[start Data records]
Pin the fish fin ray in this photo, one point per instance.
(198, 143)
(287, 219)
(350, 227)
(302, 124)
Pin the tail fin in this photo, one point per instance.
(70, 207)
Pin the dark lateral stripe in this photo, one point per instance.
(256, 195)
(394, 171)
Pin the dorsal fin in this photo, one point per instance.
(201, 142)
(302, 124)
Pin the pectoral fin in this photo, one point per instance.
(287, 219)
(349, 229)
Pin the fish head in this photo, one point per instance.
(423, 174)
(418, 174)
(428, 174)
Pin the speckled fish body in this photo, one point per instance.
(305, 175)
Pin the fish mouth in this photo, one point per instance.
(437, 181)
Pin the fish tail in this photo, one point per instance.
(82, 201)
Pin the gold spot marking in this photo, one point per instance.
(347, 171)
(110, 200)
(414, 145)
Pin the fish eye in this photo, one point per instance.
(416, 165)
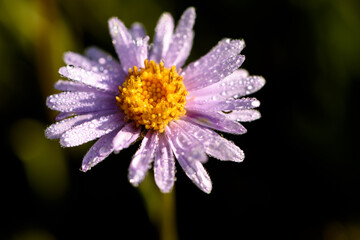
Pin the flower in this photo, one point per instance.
(149, 95)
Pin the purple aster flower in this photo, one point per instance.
(175, 110)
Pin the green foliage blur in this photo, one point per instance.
(300, 179)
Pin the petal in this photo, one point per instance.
(137, 30)
(99, 151)
(181, 41)
(71, 86)
(215, 121)
(227, 105)
(91, 130)
(141, 162)
(215, 73)
(126, 136)
(55, 130)
(81, 102)
(63, 115)
(236, 85)
(162, 39)
(221, 61)
(164, 165)
(103, 81)
(214, 144)
(105, 60)
(125, 47)
(189, 156)
(243, 115)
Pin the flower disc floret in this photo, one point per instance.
(152, 96)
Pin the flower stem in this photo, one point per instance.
(168, 221)
(160, 208)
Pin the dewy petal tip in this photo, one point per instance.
(144, 93)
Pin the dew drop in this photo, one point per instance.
(102, 60)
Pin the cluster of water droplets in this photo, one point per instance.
(90, 130)
(214, 144)
(221, 61)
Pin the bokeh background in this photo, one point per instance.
(300, 178)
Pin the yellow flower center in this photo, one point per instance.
(152, 96)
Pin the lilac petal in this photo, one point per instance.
(126, 136)
(77, 60)
(235, 85)
(141, 162)
(162, 39)
(223, 105)
(215, 121)
(189, 156)
(221, 61)
(214, 144)
(243, 115)
(91, 130)
(71, 86)
(55, 130)
(137, 30)
(126, 49)
(215, 73)
(181, 41)
(80, 102)
(107, 82)
(63, 115)
(99, 151)
(105, 60)
(164, 165)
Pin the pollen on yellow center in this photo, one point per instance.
(152, 96)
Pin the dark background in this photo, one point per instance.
(300, 178)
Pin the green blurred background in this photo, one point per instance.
(300, 178)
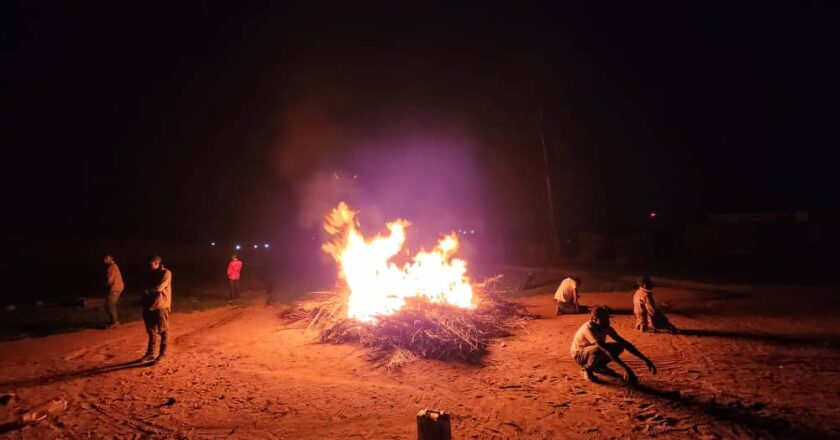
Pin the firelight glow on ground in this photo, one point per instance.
(379, 286)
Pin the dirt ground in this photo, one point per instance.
(758, 363)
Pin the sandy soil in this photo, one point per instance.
(763, 363)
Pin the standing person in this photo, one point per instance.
(113, 287)
(591, 351)
(234, 271)
(648, 317)
(156, 301)
(567, 296)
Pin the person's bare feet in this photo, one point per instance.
(607, 371)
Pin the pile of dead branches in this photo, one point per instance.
(420, 329)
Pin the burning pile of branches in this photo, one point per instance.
(420, 329)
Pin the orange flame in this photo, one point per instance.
(379, 286)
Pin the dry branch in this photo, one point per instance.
(420, 329)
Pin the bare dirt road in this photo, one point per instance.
(756, 365)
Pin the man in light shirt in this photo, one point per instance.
(567, 296)
(592, 353)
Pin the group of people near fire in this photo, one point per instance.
(590, 350)
(155, 299)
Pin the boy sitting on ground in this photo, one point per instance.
(648, 317)
(567, 297)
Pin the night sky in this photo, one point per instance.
(189, 122)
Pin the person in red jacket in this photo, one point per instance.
(113, 288)
(234, 271)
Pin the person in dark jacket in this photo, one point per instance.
(156, 301)
(114, 287)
[end Data records]
#### Your instructions
Everything from the line with "Pin the pollen" through the final line of the records above should be written out exactly, minus the pictures.

#### Output of the task
Pin the pollen on yellow center in this photo, one point per instance.
(152, 96)
Pin the dark background in this photo, one point per instance.
(300, 178)
Pin the green blurred background in this photo, one point per instance.
(300, 178)
Pin the firelight glow on ground in this photo, one point per instance.
(379, 286)
Pin the dirt ground in this photo, one point per instance.
(758, 363)
Pin the sandy soil in this photo, one point per instance.
(763, 363)
Pin the standing person in this photo, one point per instance.
(113, 287)
(591, 351)
(234, 271)
(648, 317)
(156, 301)
(567, 296)
Pin the person's bare feet in this photo, one point per instance.
(607, 371)
Pin the pile of dead branches in this photo, one point per instance.
(420, 329)
Pin the burning pile of branches in this photo, one point per instance.
(420, 329)
Pin the orange flame in this photo, one point per instance.
(379, 286)
Pin the dry branch in this photo, one point per instance.
(420, 329)
Pin the bare dirt road in this photo, one point per instance.
(756, 365)
Pin the man in light shirt in this photo, one point per instance.
(567, 296)
(592, 353)
Pin the group of people near fire in this photo, one point per instance.
(590, 350)
(155, 299)
Pin the boy sitting on ground in this photo, one point per instance.
(648, 317)
(567, 297)
Pin the night sky in this photo, one point per instance.
(189, 122)
Pin the person in red jacket in this photo, one point per instance.
(113, 288)
(234, 271)
Pin the person in dark jacket in this photo, one point per instance.
(156, 301)
(114, 287)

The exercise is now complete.